* **RECORDS FOR THIS TASK**:
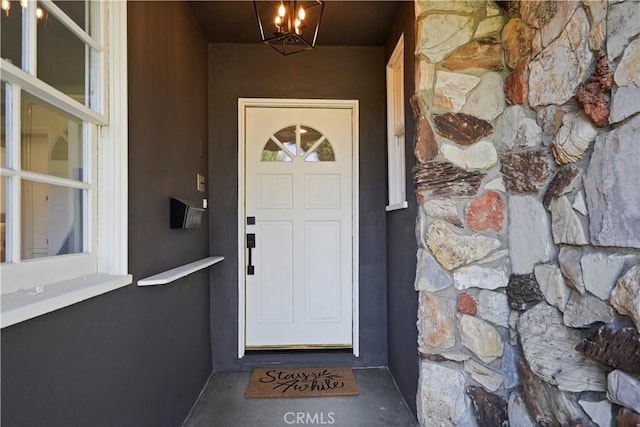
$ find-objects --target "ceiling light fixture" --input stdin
[253,0,324,55]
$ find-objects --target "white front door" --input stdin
[241,101,355,349]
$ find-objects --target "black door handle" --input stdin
[247,233,256,276]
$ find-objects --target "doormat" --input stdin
[245,368,358,398]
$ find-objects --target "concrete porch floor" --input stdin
[183,368,418,427]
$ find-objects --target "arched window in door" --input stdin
[261,124,336,162]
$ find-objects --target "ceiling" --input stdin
[191,0,402,46]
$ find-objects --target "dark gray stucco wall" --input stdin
[385,2,418,413]
[209,44,388,370]
[1,2,211,427]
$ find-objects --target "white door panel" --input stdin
[241,103,354,348]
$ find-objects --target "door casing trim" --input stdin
[238,98,360,359]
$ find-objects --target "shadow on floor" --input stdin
[183,368,418,427]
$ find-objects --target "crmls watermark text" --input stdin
[284,412,336,425]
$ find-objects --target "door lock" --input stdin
[247,233,256,276]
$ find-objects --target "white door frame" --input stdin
[238,98,360,358]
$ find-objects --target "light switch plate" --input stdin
[196,174,205,193]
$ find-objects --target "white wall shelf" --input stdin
[138,256,224,286]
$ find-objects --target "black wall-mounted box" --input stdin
[169,197,204,228]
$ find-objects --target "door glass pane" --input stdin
[21,92,83,181]
[260,139,293,162]
[37,5,89,104]
[304,139,336,162]
[0,0,22,68]
[20,180,85,259]
[273,126,298,156]
[300,126,322,156]
[0,82,7,167]
[54,0,90,34]
[0,178,9,262]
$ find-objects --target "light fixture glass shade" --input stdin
[253,0,324,55]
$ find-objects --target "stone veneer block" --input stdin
[500,150,549,193]
[427,220,500,270]
[551,111,609,165]
[563,291,616,328]
[409,95,438,163]
[584,116,640,248]
[431,71,480,113]
[467,386,509,427]
[578,400,613,427]
[417,292,456,353]
[416,14,473,62]
[416,360,471,427]
[542,165,580,209]
[473,16,504,39]
[476,289,510,328]
[508,195,555,274]
[502,18,533,69]
[611,264,640,330]
[421,197,464,228]
[440,39,504,72]
[413,161,485,197]
[558,246,586,294]
[440,140,498,169]
[504,58,529,105]
[529,8,593,107]
[583,0,608,52]
[551,196,589,245]
[512,359,589,426]
[613,38,640,86]
[507,393,538,427]
[580,252,630,300]
[609,84,640,123]
[517,303,606,392]
[502,343,522,390]
[576,54,613,127]
[497,105,542,150]
[453,265,509,290]
[607,1,640,61]
[414,248,453,292]
[533,264,570,311]
[616,408,640,427]
[607,370,640,413]
[433,113,493,145]
[465,191,505,233]
[456,292,478,315]
[464,359,502,391]
[415,0,484,18]
[577,325,640,376]
[458,314,504,363]
[416,59,436,92]
[461,71,506,121]
[540,1,579,47]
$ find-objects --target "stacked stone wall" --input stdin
[411,0,640,426]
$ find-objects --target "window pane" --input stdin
[0,82,7,167]
[0,0,22,68]
[300,126,322,156]
[21,92,83,180]
[304,139,336,162]
[260,139,295,162]
[37,5,88,104]
[54,0,90,34]
[20,180,85,259]
[0,178,9,262]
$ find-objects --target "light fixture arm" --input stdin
[253,0,324,55]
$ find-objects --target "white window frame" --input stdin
[386,34,409,212]
[0,0,132,328]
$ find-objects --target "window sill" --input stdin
[0,274,133,328]
[138,256,224,286]
[385,201,409,212]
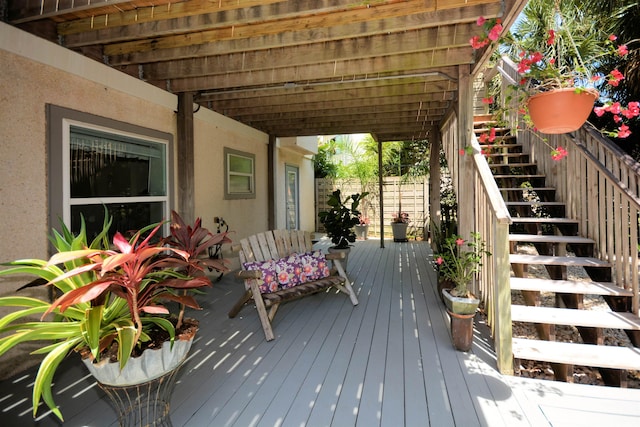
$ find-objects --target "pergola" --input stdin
[5,0,526,141]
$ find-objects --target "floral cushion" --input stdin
[276,254,305,289]
[298,250,331,282]
[242,260,279,294]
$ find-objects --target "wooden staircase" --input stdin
[474,116,640,387]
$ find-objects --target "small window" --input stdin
[224,148,256,199]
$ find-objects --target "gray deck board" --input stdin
[0,240,640,427]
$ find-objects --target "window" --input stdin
[224,148,256,199]
[49,106,171,239]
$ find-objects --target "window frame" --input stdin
[47,104,173,237]
[224,147,256,200]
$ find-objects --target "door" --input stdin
[285,165,300,230]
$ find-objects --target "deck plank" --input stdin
[0,239,640,427]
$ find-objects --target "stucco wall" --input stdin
[0,23,268,378]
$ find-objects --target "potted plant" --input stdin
[0,211,230,425]
[355,215,370,240]
[434,232,491,351]
[391,211,409,242]
[470,1,640,142]
[318,190,369,269]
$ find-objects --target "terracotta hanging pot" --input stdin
[527,88,598,134]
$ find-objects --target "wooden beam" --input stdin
[142,23,477,80]
[101,3,502,65]
[158,50,473,92]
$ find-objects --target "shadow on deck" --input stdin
[0,240,640,427]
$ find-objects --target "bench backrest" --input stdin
[239,230,313,265]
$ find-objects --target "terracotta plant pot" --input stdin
[447,310,475,351]
[527,88,598,134]
[355,224,369,240]
[391,222,409,242]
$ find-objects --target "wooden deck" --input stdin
[0,240,640,427]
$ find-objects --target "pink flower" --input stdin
[608,68,624,86]
[547,30,556,46]
[618,124,631,138]
[487,24,502,41]
[606,102,621,114]
[622,101,640,119]
[551,146,568,161]
[469,36,489,50]
[618,44,629,56]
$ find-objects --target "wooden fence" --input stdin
[315,176,429,239]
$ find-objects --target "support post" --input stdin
[429,127,442,239]
[177,92,195,224]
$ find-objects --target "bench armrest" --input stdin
[324,252,346,260]
[236,270,262,279]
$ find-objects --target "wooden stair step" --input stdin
[509,277,633,297]
[493,174,546,179]
[512,338,640,371]
[509,234,595,244]
[504,201,565,206]
[511,305,640,331]
[509,254,611,268]
[487,163,538,169]
[511,216,578,224]
[500,187,556,191]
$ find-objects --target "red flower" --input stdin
[618,125,631,138]
[551,146,568,161]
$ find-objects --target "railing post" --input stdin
[493,222,513,375]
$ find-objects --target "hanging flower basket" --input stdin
[527,88,598,134]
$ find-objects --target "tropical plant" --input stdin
[318,190,369,249]
[470,0,640,142]
[434,232,491,297]
[0,211,228,419]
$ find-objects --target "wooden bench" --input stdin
[229,230,358,341]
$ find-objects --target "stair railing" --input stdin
[441,114,513,375]
[497,58,640,315]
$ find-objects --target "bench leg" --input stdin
[333,259,358,305]
[251,281,275,341]
[227,290,251,319]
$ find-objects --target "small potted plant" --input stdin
[434,232,491,351]
[318,190,369,270]
[0,210,230,425]
[355,215,370,240]
[391,211,409,242]
[470,1,640,143]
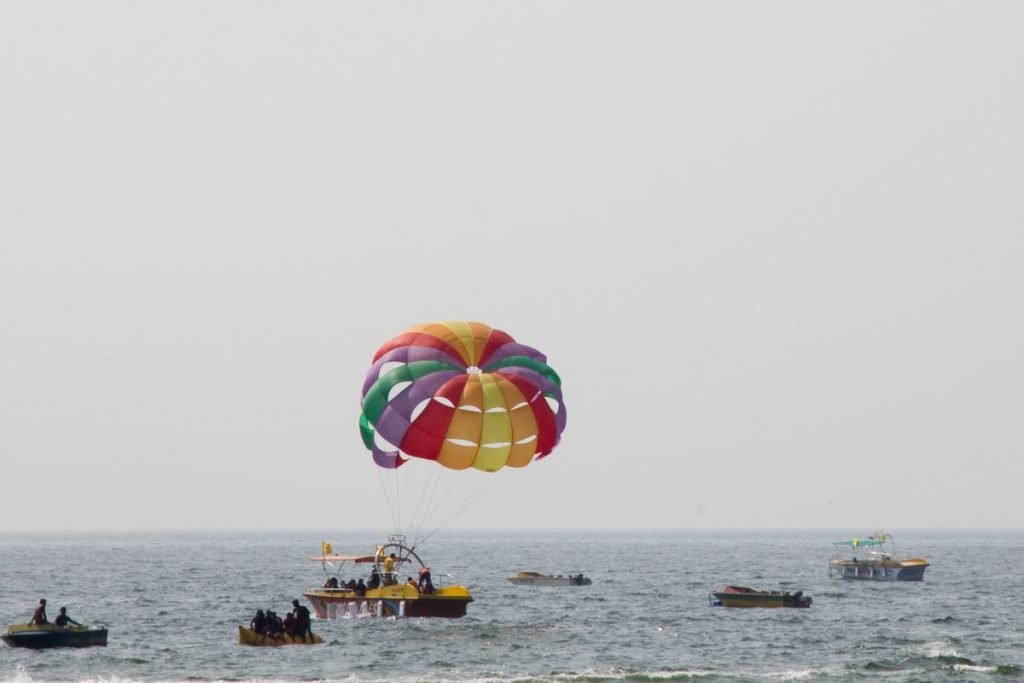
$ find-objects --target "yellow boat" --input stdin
[239,626,324,647]
[302,537,473,620]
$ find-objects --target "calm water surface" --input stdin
[0,530,1024,683]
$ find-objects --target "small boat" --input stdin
[302,536,473,620]
[3,624,106,649]
[505,571,593,586]
[239,626,324,647]
[828,532,928,581]
[709,586,811,607]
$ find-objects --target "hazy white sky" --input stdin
[0,0,1024,531]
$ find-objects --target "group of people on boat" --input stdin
[29,598,82,629]
[324,577,368,597]
[324,553,434,597]
[249,600,313,641]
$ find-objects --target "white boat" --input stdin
[505,571,591,586]
[828,532,928,581]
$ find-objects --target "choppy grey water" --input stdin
[0,529,1024,683]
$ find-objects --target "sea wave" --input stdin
[0,668,864,683]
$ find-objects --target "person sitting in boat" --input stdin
[53,607,82,627]
[291,600,313,640]
[420,567,434,595]
[266,609,285,640]
[29,598,49,626]
[249,609,266,636]
[384,553,398,586]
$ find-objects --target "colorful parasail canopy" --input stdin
[359,321,565,472]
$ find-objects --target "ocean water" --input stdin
[0,529,1024,683]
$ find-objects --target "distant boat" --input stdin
[505,571,593,586]
[239,626,324,647]
[709,586,812,607]
[302,536,473,620]
[3,624,106,649]
[828,532,928,581]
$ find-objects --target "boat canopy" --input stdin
[836,538,885,548]
[309,555,374,564]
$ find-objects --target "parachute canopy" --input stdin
[359,321,565,472]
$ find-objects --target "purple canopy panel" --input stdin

* **TASK DETAILS**: Reproduce the listing above, starting at its first line and ending at the line that contains "[238,98,360,358]", with both of those lines included. Leave the pictures out of your copy.

* **WRITTEN SOLUTION**:
$ find-objects --target "ceiling light fixture" --input stdin
[253,0,324,55]
$ find-objects --target "white front door" --input stdin
[241,101,355,349]
$ find-objects --target "black door handle" --input stdin
[247,233,256,276]
$ find-objects --target "doormat" --input stdin
[245,368,358,398]
$ find-objects --target "concrete porch floor" --input stdin
[183,368,418,427]
$ find-objects --target "arched window in door" --input stdin
[261,124,336,162]
$ find-objects --target "ceiling" --input stdin
[191,0,402,46]
$ find-objects --target "dark gray stucco wall" --input stdin
[385,2,418,413]
[209,44,388,370]
[1,2,211,427]
$ find-objects --target "white door panel" --input stdin
[241,103,354,348]
$ find-objects --target "door casing trim" --input stdin
[238,98,360,359]
$ find-objects --target "shadow on floor" --input stdin
[183,368,418,427]
$ find-objects --target "crmls watermark text" --input stdin
[284,412,336,425]
$ find-objects --target "door lock" --input stdin
[247,233,256,276]
$ find-objects --target "white door frame" --input stdin
[238,98,360,358]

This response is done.